STORED ROWS
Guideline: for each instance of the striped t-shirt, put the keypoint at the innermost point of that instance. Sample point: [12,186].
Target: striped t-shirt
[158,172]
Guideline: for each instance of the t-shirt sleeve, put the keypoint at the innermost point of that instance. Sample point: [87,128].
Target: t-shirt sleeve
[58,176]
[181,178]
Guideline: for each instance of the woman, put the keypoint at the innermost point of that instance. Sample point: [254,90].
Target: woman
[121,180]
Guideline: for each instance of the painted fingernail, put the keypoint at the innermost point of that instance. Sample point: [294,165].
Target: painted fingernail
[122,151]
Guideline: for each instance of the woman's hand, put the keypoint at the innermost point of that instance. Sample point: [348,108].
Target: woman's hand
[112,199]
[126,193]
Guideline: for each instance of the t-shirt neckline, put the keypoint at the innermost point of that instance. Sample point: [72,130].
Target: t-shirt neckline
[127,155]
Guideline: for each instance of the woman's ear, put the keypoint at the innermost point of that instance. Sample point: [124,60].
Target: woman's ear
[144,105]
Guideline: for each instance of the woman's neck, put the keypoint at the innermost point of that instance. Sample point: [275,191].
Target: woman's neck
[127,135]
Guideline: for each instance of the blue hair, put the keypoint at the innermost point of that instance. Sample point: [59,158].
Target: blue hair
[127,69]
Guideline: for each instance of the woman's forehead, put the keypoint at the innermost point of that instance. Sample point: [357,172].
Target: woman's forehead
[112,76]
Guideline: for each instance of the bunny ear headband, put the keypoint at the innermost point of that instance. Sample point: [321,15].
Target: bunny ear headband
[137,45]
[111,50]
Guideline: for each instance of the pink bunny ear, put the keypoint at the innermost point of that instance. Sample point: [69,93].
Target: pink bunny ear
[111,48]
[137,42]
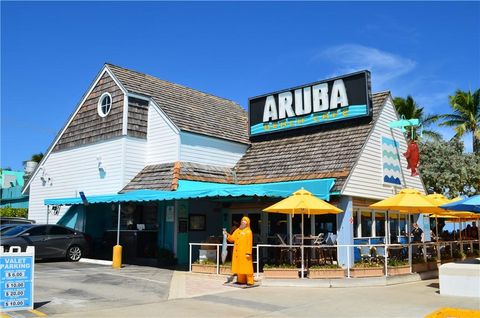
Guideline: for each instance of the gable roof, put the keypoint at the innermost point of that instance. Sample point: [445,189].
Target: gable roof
[189,109]
[330,152]
[165,176]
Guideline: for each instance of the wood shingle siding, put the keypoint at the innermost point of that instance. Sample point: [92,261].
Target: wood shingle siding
[137,117]
[164,176]
[87,126]
[189,109]
[329,151]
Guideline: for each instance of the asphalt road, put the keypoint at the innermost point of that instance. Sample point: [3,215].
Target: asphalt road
[86,290]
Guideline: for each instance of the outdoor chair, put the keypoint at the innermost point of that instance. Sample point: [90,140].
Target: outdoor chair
[365,253]
[319,239]
[286,253]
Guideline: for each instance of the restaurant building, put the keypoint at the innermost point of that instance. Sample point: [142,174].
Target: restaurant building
[181,164]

GIVEN EXERCISE
Copy only the lines from the one containing "Guideline: for each instance of the woman's forehead, put" through the end of the records, both ends included, keeping the requests and their sample points as they are but scaling every keypoint coordinate in the answers by 2.05, rounded to whole numbers with halves going up. Omit the pictures.

SOLUTION TO THIS PROBLEM
Guideline: for each instance of the woman's forehead, put the keypoint at the innermost point of that instance. Sample point: [357,172].
Target: woman's forehead
[230,156]
Guideline: for each instance of the bunny ear headband, put the keypoint at the innermost point of that instance. Sample point: [321,15].
Target: bunny ear headband
[281,92]
[228,103]
Guideline: for each instance of the pink bunny ear, put the keypoint at the innermost point of that instance. Sample point: [69,93].
Target: pink bunny ear
[228,98]
[281,86]
Guideline: for each instance of the gable roof, put the keypoint at the innermost point of that instance. Sample point: [445,189].
Target: gable roof
[387,223]
[677,312]
[338,361]
Guideline: for each instance of the wood shingle siding, put the keypoint at the innermost point of that instance. Sample point: [92,261].
Target: wood shingle siding
[281,240]
[336,361]
[178,258]
[387,223]
[674,310]
Guideline: for each instance of the asphalt road, put the keypoint at the innermost point of that instance. Sample point: [3,215].
Target: asphalt road
[176,595]
Guideline: for each instance of the outdoor chair, put the keypoint at the innermost point of that instance. Sample point: [90,140].
Target: outdoor chair
[748,519]
[654,490]
[586,519]
Guideline: for each instance of the restaurant building, put the keypoint at the innermost point of that instance. Sample point: [142,174].
Target: restaurant building
[371,336]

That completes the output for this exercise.